━━━━━ Material provided

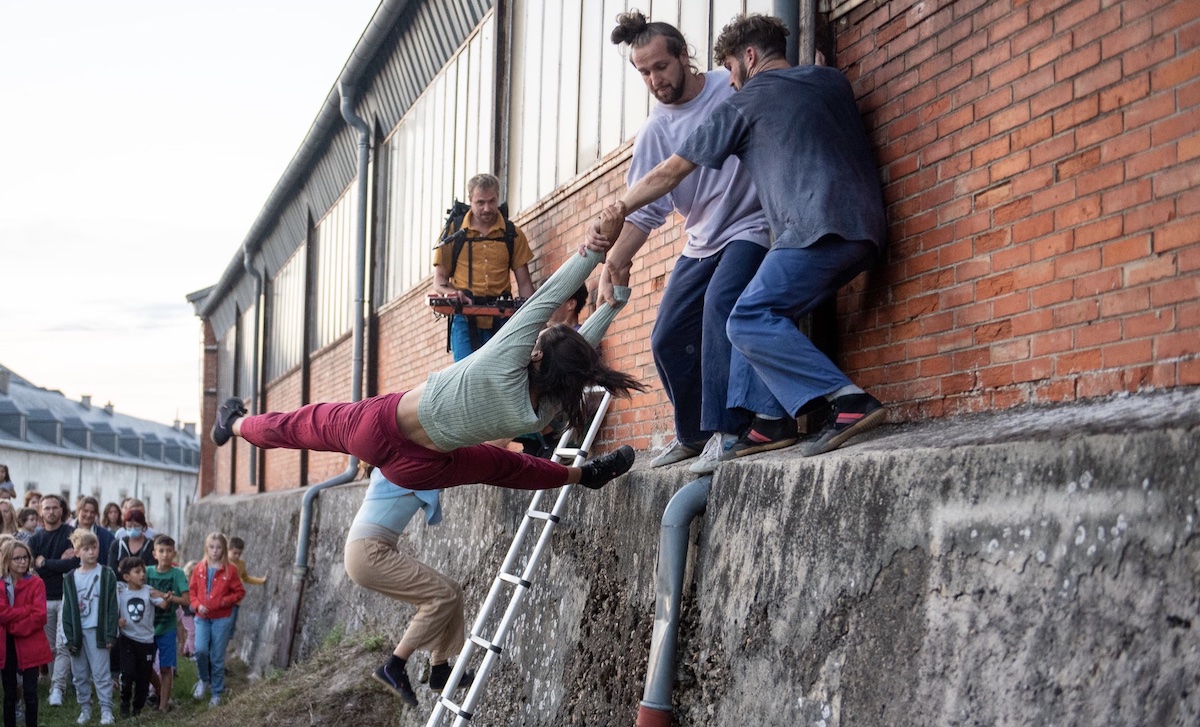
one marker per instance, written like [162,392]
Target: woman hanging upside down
[433,436]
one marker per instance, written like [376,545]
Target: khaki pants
[439,624]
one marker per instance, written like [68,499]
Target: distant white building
[70,448]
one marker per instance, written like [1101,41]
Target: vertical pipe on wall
[300,569]
[256,388]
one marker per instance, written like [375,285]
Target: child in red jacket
[214,588]
[22,630]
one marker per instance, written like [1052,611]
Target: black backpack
[453,233]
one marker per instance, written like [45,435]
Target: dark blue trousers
[691,349]
[775,368]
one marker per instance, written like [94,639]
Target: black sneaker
[765,434]
[232,409]
[606,468]
[851,415]
[396,684]
[438,679]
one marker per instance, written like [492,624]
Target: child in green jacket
[90,625]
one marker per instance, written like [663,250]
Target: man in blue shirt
[798,133]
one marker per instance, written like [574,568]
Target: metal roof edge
[328,118]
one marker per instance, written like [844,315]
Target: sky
[138,143]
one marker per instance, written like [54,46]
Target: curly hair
[569,365]
[765,32]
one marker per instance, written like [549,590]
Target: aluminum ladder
[509,576]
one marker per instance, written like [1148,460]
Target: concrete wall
[1029,568]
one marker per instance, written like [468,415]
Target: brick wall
[1041,162]
[1041,176]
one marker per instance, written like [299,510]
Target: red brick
[1125,37]
[1176,234]
[1169,292]
[1096,283]
[1119,252]
[1126,92]
[1128,353]
[1072,166]
[1011,350]
[1049,52]
[1051,342]
[1051,294]
[1035,370]
[1155,50]
[1180,178]
[1149,216]
[1011,304]
[1047,101]
[1151,269]
[1171,346]
[1077,212]
[1032,133]
[1125,301]
[1125,197]
[1175,72]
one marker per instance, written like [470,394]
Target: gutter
[327,122]
[684,506]
[300,569]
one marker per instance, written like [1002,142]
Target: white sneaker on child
[718,444]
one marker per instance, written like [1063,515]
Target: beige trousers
[439,623]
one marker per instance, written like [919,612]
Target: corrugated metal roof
[406,44]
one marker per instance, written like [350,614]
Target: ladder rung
[456,709]
[515,580]
[483,642]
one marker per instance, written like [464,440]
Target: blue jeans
[775,368]
[211,640]
[460,336]
[690,347]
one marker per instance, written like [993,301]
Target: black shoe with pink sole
[851,415]
[228,412]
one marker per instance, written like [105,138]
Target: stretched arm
[657,182]
[621,259]
[525,283]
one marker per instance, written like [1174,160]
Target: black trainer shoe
[396,684]
[851,415]
[765,434]
[438,679]
[232,409]
[605,468]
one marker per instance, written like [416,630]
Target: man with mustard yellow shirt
[481,269]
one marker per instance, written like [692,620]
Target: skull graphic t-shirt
[136,607]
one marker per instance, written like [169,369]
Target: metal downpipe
[684,506]
[300,569]
[255,378]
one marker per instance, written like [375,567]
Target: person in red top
[22,630]
[215,588]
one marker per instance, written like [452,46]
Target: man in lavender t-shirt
[727,238]
[798,133]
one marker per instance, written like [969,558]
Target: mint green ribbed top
[486,395]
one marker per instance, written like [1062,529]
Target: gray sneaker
[677,451]
[718,445]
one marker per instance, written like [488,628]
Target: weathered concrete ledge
[1027,568]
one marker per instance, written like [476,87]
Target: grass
[184,713]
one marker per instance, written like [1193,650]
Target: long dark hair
[568,366]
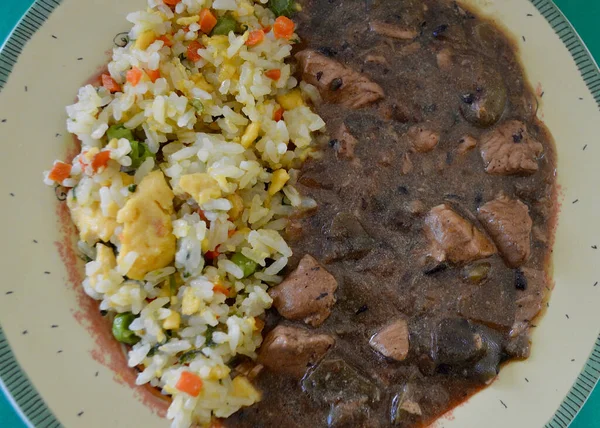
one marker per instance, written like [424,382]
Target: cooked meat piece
[510,150]
[393,31]
[306,294]
[346,142]
[529,301]
[406,166]
[508,223]
[291,350]
[423,140]
[455,239]
[392,341]
[466,144]
[336,82]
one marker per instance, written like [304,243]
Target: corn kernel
[184,22]
[172,322]
[145,39]
[280,177]
[291,100]
[219,372]
[190,304]
[250,134]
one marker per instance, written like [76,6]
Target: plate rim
[29,404]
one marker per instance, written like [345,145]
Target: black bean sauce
[383,271]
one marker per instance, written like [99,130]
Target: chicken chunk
[392,340]
[508,223]
[292,350]
[510,150]
[455,239]
[306,294]
[147,228]
[423,140]
[336,82]
[529,299]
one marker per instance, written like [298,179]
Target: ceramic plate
[55,358]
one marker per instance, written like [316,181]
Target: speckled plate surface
[57,367]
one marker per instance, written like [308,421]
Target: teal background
[583,14]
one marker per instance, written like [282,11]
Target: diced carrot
[278,114]
[100,160]
[60,171]
[260,324]
[189,383]
[211,255]
[134,76]
[166,40]
[110,83]
[274,74]
[255,37]
[218,288]
[207,20]
[283,27]
[192,52]
[153,75]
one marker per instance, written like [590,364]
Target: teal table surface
[583,14]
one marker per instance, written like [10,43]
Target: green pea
[247,265]
[118,132]
[121,330]
[139,153]
[282,7]
[197,104]
[224,25]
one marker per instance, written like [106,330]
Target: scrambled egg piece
[90,222]
[147,227]
[200,186]
[106,258]
[93,226]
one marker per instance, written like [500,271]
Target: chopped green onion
[224,25]
[118,132]
[282,7]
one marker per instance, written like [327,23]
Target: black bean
[467,98]
[336,84]
[440,30]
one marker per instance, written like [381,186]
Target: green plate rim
[29,403]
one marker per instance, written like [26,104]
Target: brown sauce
[446,72]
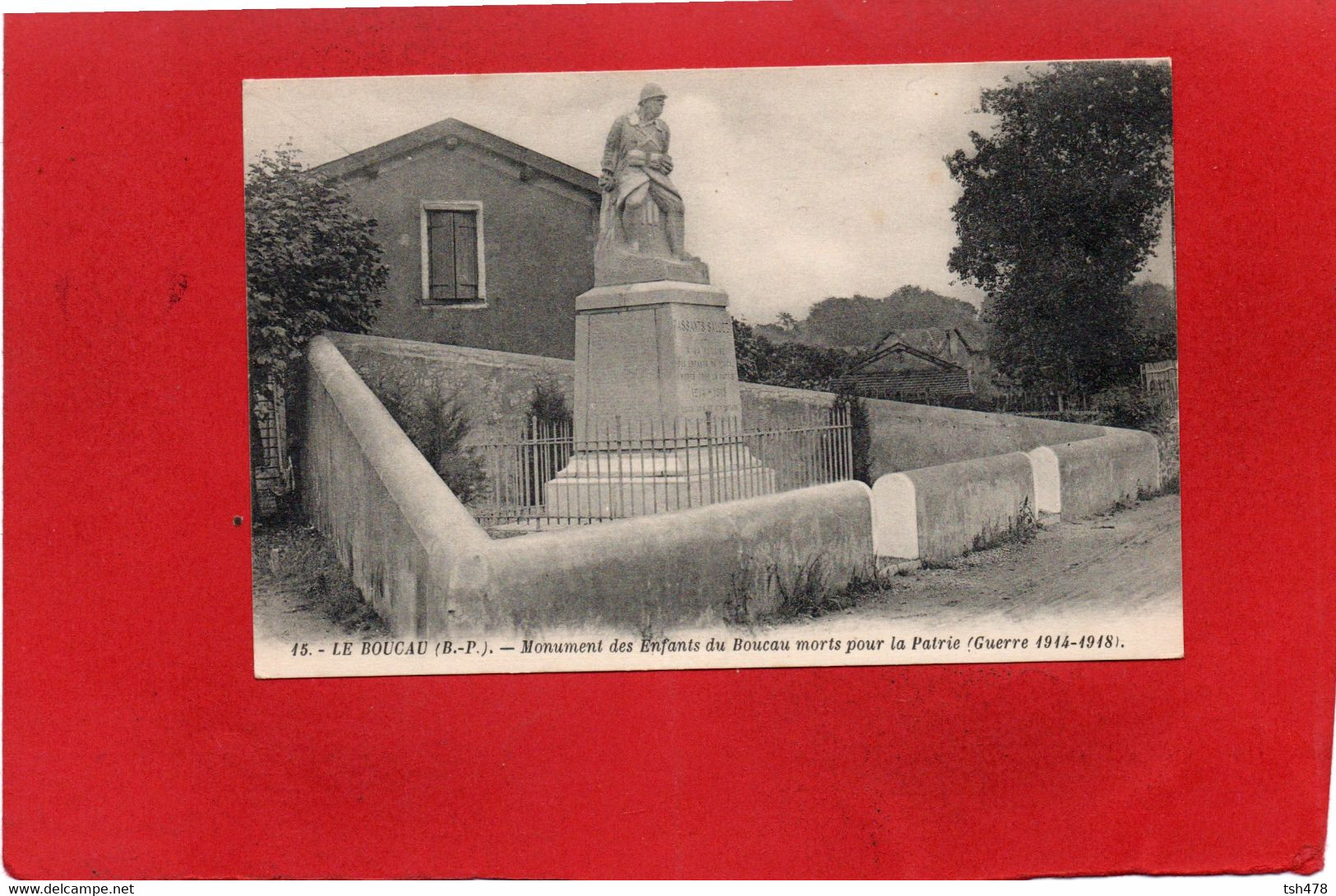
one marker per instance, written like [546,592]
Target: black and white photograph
[853,365]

━━━━━━━━━━

◆ Task directions: Update all of the entries above by replacing "Target" with "Object" wherever it occurs and keeping every other line as it is. Leave the picture lines out of your output.

◆ Solved exercise:
one marker per instance, written like [162,392]
Object: woman hanging upside down
[433,436]
one marker per instance, written like [376,545]
Object: khaki pants
[439,624]
one marker per instance, written like [68,499]
Object: distant white building
[70,448]
one marker per instance, written like [1101,41]
Object: vertical pipe on wall
[300,569]
[256,388]
one marker per instance, written like [375,285]
Object: child in red jacket
[214,588]
[22,630]
one marker per instance, written like [1052,611]
Object: black backpack
[453,233]
one marker per instance, written like [45,435]
Object: dark blue trousers
[691,349]
[775,368]
one marker per instance, written like [94,639]
Object: black sneaker
[765,434]
[232,409]
[606,468]
[851,415]
[396,684]
[438,679]
one marker per instance, written like [492,624]
Object: child in green jacket
[90,625]
one marker per instance, written like [663,250]
Object: man in blue shirt
[798,133]
one marker per instance, written like [574,568]
Object: metal roof edge
[328,118]
one marker per instance, written like [844,315]
Object: sky
[138,143]
one marker per instance, written like [54,46]
Object: curly hair
[569,365]
[765,32]
one marker per instance, written like [549,590]
Object: aluminum ladder
[509,576]
one marker per instance, written like [1148,460]
Object: concrete wall
[1029,568]
one marker per instance, written like [468,415]
Object: brick wall
[1041,162]
[1041,176]
one marker per instance, written like [299,510]
Object: red brick
[1125,37]
[1176,234]
[1169,292]
[1096,283]
[1119,252]
[1126,92]
[1128,353]
[1072,166]
[1011,350]
[1049,52]
[1051,342]
[1051,294]
[1035,370]
[1155,50]
[1180,178]
[1149,216]
[1011,304]
[1047,101]
[1151,269]
[1171,346]
[1077,212]
[1032,133]
[1125,301]
[1125,197]
[1175,72]
one marker per instance, written like [470,394]
Object: gutter
[327,122]
[684,506]
[300,569]
one marker per instance, written like [1002,142]
Object: white sneaker on child
[718,444]
one marker per instance, written like [1063,515]
Object: beige trousers
[439,623]
one marker per instance, written like [919,612]
Object: corrugated metal roof
[406,44]
one marker per instance, written like [350,614]
Object: ladder rung
[456,709]
[515,580]
[483,642]
one marker per instance, written like [464,440]
Object: blue jeans
[775,368]
[211,640]
[460,336]
[690,347]
one marker per instance, written like [993,301]
Object: black shoe with pink sole
[851,415]
[228,412]
one marker per instance, written like [105,138]
Object: stretched arm
[657,182]
[621,259]
[525,283]
one marker per instance, written like [1174,160]
Object: black trainer shoe
[396,684]
[851,415]
[765,434]
[438,679]
[232,409]
[605,468]
one marker per instance, written like [416,630]
Object: man with mustard yellow shirt
[481,269]
one marker per instance, written like [692,620]
Object: skull graphic t-shirt
[136,607]
one marker per instance, written like [169,369]
Object: metal downpipe
[684,506]
[300,569]
[255,378]
one marker per instance, written like [375,567]
Object: person in red top
[22,630]
[215,588]
one marker per instance, written like [452,46]
Object: man in lavender t-shirt
[727,238]
[798,133]
one marker per instance, written like [969,558]
Object: mint green ribbed top
[486,395]
one marker per instance, written like [1062,529]
Object: gray sneaker
[677,451]
[718,445]
one marker per instance, written like [488,628]
Object: weathered concrete ledge
[1027,568]
one marker per instance, written like [476,87]
Object: grass
[184,713]
one marker per instance, written like [1193,650]
Object: long dark hair
[568,366]
one marker per instance, written like [424,382]
Object: cooked meat piece
[510,150]
[393,31]
[306,294]
[346,142]
[529,301]
[406,166]
[508,223]
[291,350]
[423,140]
[455,239]
[392,341]
[466,144]
[336,82]
one marker per instance, written like [304,243]
Object: corn kernel
[184,22]
[172,322]
[145,39]
[280,177]
[291,100]
[219,372]
[190,304]
[250,134]
one marker per instance, written like [76,6]
Object: plate rim
[29,404]
one marker per instance, written like [345,145]
Object: black bean sauce
[383,271]
one marker per instance, written like [99,130]
Object: chicken chunk
[392,340]
[508,223]
[292,350]
[510,150]
[455,239]
[306,294]
[147,228]
[423,140]
[336,82]
[529,299]
one marker per instance, written like [298,179]
Object: ceramic plate
[55,358]
one marker per instance, written like [316,181]
Object: speckled plate surface
[57,367]
one marker per instance, written like [308,421]
Object: teal background
[583,14]
one marker per instance, written like [282,11]
Object: diced carrot
[278,114]
[100,160]
[60,171]
[260,324]
[189,383]
[211,255]
[134,76]
[166,40]
[110,83]
[274,74]
[255,37]
[218,288]
[207,20]
[283,27]
[192,52]
[153,75]
one marker per instance, written like [590,364]
Object: teal table surface
[583,14]
one marker per instance, written like [10,43]
Object: green pea
[247,265]
[118,132]
[121,330]
[139,153]
[282,7]
[197,104]
[224,25]
one marker per instance, written like [106,330]
Object: scrambled egg piece
[90,222]
[147,227]
[200,186]
[106,258]
[93,226]
one marker per instance, written like [500,271]
Object: chopped green onion
[224,25]
[118,132]
[282,7]
one marker per instance, written like [327,23]
Object: black bean
[467,98]
[336,84]
[440,30]
one marker per instance, written like [381,186]
Object: green plate rim
[29,403]
one marker per instance, written like [26,104]
Object: brown sauce
[446,72]
one marker per instance, written like [546,592]
Object: black and white photograph
[853,365]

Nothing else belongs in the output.